(Point-per-instance localization data)
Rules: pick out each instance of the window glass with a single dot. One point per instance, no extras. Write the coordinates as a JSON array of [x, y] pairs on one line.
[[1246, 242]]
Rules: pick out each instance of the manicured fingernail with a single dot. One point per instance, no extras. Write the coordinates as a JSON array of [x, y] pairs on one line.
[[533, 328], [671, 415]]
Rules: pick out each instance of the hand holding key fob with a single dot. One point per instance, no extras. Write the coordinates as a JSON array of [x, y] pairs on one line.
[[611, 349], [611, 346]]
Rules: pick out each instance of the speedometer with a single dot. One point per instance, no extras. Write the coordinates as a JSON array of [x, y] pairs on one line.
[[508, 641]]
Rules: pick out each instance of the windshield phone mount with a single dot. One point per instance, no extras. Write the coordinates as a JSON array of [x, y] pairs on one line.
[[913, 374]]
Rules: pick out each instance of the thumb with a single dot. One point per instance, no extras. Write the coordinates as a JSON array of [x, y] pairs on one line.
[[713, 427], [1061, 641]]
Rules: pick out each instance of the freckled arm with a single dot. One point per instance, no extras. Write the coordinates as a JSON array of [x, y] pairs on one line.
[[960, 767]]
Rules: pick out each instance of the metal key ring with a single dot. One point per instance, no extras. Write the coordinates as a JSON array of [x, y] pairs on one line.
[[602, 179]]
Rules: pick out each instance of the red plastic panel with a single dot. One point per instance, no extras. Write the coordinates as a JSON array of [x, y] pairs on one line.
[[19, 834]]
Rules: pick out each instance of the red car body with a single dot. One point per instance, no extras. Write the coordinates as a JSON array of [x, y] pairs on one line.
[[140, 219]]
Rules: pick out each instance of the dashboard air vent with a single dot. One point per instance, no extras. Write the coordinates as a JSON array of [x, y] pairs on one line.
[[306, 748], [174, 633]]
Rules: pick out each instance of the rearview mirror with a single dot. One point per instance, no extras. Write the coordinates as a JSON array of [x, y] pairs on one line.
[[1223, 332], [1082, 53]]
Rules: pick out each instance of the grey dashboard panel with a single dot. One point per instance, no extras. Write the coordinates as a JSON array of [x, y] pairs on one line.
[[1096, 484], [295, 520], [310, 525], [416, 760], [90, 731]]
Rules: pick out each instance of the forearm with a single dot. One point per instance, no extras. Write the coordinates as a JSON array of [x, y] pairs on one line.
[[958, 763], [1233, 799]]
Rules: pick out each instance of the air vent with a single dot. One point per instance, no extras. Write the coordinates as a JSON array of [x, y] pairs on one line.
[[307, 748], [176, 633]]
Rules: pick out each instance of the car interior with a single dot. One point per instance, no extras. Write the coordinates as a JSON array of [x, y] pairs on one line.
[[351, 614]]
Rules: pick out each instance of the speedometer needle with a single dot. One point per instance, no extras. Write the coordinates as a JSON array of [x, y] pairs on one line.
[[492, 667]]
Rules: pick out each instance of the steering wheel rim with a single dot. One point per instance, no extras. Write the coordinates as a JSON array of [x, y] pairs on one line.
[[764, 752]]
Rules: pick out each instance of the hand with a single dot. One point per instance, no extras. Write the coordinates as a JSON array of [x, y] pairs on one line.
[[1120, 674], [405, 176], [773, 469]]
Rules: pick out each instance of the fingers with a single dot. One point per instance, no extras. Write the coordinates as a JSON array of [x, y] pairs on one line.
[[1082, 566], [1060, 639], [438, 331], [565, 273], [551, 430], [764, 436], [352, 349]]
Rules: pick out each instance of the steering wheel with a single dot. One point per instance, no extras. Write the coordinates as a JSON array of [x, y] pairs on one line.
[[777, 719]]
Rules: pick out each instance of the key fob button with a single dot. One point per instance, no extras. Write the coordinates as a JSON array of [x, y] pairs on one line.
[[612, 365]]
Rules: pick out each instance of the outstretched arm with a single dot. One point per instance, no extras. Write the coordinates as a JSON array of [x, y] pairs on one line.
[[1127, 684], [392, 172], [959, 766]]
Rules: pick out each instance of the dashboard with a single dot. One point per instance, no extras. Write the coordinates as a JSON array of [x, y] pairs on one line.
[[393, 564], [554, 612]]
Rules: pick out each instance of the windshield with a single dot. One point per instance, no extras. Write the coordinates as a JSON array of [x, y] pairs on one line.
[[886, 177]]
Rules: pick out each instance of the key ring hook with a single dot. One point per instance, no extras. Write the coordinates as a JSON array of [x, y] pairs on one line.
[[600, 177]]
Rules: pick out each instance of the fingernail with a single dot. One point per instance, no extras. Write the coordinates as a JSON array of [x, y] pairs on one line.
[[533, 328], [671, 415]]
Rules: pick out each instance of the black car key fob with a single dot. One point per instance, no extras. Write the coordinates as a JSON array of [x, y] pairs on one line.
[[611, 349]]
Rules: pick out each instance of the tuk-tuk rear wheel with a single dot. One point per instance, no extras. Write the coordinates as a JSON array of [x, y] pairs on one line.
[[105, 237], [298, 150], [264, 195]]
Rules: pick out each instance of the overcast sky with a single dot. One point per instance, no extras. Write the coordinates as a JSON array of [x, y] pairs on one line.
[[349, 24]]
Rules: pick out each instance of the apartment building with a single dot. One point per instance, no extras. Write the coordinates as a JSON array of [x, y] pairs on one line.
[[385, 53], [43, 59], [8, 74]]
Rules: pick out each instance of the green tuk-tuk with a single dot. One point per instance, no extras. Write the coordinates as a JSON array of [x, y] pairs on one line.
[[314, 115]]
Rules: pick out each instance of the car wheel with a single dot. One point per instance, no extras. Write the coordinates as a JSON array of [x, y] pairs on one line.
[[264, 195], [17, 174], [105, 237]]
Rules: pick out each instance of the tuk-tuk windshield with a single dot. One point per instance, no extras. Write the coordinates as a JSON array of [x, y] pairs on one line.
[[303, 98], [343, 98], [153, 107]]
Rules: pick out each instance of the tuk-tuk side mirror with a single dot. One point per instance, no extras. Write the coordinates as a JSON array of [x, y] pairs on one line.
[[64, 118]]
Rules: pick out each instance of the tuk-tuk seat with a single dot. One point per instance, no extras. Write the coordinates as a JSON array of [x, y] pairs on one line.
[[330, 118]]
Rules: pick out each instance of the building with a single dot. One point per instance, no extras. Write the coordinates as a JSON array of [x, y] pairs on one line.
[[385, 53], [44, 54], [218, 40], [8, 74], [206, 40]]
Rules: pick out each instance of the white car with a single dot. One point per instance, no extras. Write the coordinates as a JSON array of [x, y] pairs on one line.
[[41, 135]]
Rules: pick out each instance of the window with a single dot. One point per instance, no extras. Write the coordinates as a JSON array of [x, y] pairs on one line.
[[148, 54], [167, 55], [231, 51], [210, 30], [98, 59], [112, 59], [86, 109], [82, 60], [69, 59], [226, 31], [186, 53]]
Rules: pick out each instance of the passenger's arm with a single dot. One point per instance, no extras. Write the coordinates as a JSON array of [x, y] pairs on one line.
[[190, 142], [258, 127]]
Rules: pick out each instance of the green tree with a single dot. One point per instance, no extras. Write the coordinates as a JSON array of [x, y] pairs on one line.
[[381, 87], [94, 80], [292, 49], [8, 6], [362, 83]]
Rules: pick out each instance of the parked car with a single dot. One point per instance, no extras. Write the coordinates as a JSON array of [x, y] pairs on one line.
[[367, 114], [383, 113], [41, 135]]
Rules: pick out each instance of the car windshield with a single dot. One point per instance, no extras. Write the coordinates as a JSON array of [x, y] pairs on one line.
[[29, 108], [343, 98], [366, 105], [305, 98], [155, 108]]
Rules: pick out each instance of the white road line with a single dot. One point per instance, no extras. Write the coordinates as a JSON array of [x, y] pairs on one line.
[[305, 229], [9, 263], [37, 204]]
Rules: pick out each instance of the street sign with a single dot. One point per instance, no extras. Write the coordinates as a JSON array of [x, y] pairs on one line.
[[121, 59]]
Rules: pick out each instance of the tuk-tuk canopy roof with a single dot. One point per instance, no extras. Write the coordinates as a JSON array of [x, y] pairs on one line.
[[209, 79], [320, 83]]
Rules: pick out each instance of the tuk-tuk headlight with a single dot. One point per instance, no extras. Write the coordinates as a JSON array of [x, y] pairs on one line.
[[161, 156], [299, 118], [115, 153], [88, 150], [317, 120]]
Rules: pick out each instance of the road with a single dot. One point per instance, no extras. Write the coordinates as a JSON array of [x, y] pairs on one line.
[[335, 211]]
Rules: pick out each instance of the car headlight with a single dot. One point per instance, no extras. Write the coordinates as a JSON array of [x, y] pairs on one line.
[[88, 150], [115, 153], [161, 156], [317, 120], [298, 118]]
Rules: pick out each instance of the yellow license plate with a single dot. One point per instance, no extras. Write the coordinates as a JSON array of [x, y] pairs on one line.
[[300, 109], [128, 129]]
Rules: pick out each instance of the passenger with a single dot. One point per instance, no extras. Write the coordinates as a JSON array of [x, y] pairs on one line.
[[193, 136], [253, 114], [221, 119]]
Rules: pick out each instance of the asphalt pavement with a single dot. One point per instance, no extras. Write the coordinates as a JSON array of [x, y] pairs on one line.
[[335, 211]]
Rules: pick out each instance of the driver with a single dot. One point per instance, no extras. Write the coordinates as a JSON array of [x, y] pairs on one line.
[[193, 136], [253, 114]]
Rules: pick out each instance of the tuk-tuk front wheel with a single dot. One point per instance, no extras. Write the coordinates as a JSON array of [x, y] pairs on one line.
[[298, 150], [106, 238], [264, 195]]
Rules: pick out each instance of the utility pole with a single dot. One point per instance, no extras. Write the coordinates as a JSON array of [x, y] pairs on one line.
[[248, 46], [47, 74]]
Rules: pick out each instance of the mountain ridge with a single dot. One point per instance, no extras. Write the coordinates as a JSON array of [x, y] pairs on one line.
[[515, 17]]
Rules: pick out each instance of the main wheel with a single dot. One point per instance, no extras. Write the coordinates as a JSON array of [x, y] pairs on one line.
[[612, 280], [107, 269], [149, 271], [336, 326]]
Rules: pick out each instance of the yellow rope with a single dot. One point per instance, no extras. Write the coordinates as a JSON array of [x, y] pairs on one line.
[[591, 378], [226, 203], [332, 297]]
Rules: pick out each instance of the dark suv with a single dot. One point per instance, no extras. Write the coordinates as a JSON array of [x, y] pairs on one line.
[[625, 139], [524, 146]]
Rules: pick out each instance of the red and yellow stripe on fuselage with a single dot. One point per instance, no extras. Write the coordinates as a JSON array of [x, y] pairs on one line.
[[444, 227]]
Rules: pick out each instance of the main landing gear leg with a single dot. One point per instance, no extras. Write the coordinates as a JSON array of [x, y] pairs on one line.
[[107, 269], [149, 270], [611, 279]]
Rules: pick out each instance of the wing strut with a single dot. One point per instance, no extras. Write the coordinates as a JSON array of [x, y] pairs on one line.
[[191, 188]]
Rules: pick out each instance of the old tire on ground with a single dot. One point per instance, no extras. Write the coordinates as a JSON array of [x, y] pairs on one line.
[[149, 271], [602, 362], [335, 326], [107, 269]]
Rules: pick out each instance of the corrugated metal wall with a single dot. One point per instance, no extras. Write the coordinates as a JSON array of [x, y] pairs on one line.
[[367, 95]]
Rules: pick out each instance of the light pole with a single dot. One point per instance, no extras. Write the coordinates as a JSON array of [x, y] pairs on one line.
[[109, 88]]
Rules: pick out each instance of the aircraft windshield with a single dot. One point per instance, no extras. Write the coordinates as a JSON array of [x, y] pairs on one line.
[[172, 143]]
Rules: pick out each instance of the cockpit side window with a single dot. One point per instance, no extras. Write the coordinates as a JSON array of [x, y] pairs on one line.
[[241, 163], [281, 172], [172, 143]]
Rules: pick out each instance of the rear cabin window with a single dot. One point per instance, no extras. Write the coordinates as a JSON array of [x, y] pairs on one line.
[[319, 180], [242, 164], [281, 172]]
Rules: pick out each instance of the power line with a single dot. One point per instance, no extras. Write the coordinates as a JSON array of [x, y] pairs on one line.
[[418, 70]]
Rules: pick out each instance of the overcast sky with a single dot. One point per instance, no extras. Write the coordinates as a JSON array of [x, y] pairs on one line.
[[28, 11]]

EXERCISE DESCRIPTION: With the line that contains "Rules: pick out each instance of the power" as the first and the final line of the data as the last, repeat every line in that span exactly.

TASK SOLUTION:
Rules: pick out each instance of the power line with a single dot. One point per instance, no extras. Write the coordinates as a JSON array of [x, y] pairs on one line.
[[418, 70]]
Rules: pick out each instance of the overcast sky with a single dot. One point per instance, no extras. Write the coordinates as a JSON array of [x, y] pairs on one line.
[[28, 11]]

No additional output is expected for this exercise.